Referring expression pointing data
* * * *

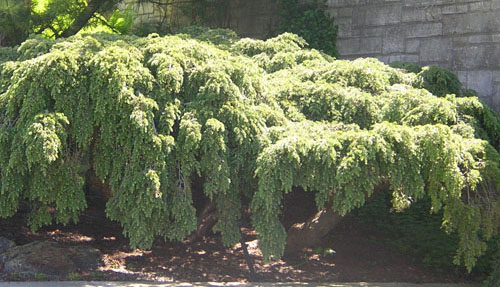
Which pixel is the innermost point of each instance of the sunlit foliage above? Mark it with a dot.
(252, 119)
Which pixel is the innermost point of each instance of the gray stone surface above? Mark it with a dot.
(460, 35)
(51, 259)
(463, 35)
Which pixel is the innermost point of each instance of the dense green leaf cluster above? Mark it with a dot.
(253, 119)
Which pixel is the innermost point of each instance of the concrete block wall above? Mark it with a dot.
(462, 35)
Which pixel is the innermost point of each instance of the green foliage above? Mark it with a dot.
(52, 18)
(250, 120)
(414, 232)
(310, 20)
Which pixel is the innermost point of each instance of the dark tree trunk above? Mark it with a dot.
(311, 232)
(206, 220)
(83, 18)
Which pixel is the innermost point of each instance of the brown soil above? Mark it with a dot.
(359, 255)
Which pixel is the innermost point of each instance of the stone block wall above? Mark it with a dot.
(463, 35)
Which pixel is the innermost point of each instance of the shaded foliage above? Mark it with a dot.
(311, 21)
(252, 119)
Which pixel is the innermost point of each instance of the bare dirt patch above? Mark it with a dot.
(356, 253)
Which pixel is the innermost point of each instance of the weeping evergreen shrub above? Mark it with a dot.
(251, 119)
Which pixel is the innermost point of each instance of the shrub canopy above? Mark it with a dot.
(251, 119)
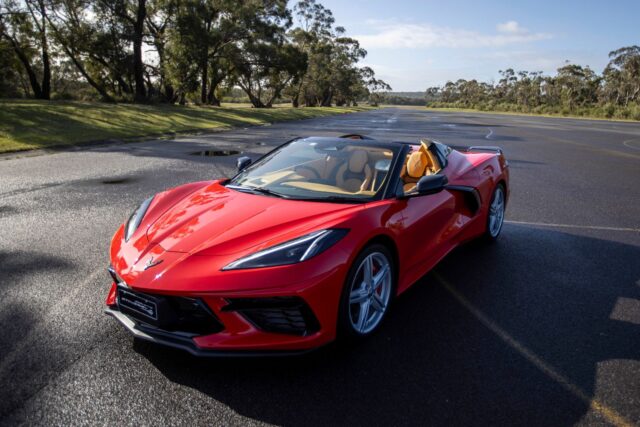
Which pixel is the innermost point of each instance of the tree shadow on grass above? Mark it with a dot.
(433, 362)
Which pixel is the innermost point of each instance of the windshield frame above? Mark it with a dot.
(398, 150)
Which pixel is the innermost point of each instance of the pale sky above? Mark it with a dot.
(415, 44)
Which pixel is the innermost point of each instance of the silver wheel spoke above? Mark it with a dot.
(358, 296)
(380, 276)
(363, 316)
(368, 270)
(377, 304)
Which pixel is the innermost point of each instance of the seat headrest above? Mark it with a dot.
(416, 164)
(357, 161)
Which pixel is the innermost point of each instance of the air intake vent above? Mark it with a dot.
(285, 315)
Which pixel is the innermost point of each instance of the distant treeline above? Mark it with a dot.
(574, 90)
(181, 51)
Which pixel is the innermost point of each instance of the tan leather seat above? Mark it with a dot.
(355, 175)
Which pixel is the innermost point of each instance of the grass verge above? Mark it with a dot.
(30, 124)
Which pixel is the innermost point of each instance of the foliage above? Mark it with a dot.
(180, 51)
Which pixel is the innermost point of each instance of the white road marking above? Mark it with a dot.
(628, 142)
(610, 414)
(488, 136)
(589, 227)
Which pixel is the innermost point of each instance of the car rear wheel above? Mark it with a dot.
(495, 217)
(368, 290)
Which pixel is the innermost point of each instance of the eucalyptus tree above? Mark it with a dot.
(622, 76)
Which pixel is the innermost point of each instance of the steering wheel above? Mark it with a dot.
(315, 172)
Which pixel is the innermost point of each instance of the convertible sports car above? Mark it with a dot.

* * * *

• Required work:
Retype the records above exactly, pictures omitted.

• Task solution:
Which pixel is the innermost point of each instance of the sunlit foliage above? Mark it with a dot.
(252, 119)
Which pixel is the innermost point of each instance of the gray stone surface above? Mark it with a dot.
(460, 35)
(51, 259)
(463, 35)
Which pixel is the innermost point of each instance of the dense green leaf cluster above? Mark it with a dot.
(253, 119)
Which pixel is the innermost point of each instance of the concrete block wall above? Mark it with a dot.
(462, 35)
Which pixel is the innermost point of each instance of the green foliage above? Mark it with a dot.
(52, 18)
(250, 120)
(414, 232)
(310, 20)
Which pixel is the innermost point of each instance of the dark tree trunk above? Mark it with a dot.
(311, 232)
(206, 220)
(83, 18)
Which pixel is the innermost point of each instance of the brown soil above? Mark it with a dot.
(359, 255)
Which pixel is the innermost point of each instance of the stone block wall above? Mark it with a dot.
(463, 35)
Which pixel is the innermost point of each instance of the shaded foliage above? Mark it with a dot.
(311, 21)
(252, 119)
Which pixel is the innermost point of each instance of the bare dirt patch above? Mark it with a dot.
(356, 253)
Which pixel is the innermost point of each instance of the weeping evergreen shrub above? Mark it with a dot.
(251, 119)
Which pixel is the innermost point of each instance of the shrub canopy above? Mark it with a dot.
(251, 119)
Which pixel is the innermost point of each instance of the tree shadow on grass above? Mark it with a dot.
(433, 362)
Which pixel is the innermost point of each instance of the windshield frame above? Mark it with a dot.
(398, 150)
Which pixel is the innermost point of each instance of the pale sky above? Mark it with a dot.
(415, 44)
Which pixel is the innermost point of each instance of the silver wheel spoke above? Mark it with a dot.
(358, 296)
(380, 276)
(363, 316)
(368, 270)
(377, 304)
Which pixel is the innermost point of each instance of the seat headrest above? Mark it with a dot.
(416, 164)
(357, 161)
Which pixel is the innermost point of each instance of the air intake vent above? Mark it with a dot.
(285, 315)
Which pixel is the innermost point of each instance of the distant treeline above? Mark it with a dot.
(574, 90)
(181, 51)
Which pixel is the innermost point of each instance of the tan leather seat above? Mark it with a dot.
(355, 175)
Which pixel is the innermost point of each instance of the grass verge above? Mark it with a dot.
(30, 124)
Which pixel is the innermost point of each instance of the foliage above? Mark it with a dot.
(180, 51)
Which pixel is the innermost point of each instance of the white road marking above? Mark it with a dot.
(628, 142)
(610, 414)
(488, 136)
(589, 227)
Which pixel is the innermost point of each instance of the car rear wheel above? Mark it with a dot.
(495, 217)
(368, 290)
Which pixel is the innermost point of each instance of the eucalyptus tree above? Mark it with a dot.
(622, 76)
Which pixel is the innermost point of each instance of the steering wheel above? Mark it with a dot.
(315, 172)
Which pixel is the innermost point of each instance of the convertible sports car above? Mark it with a dot.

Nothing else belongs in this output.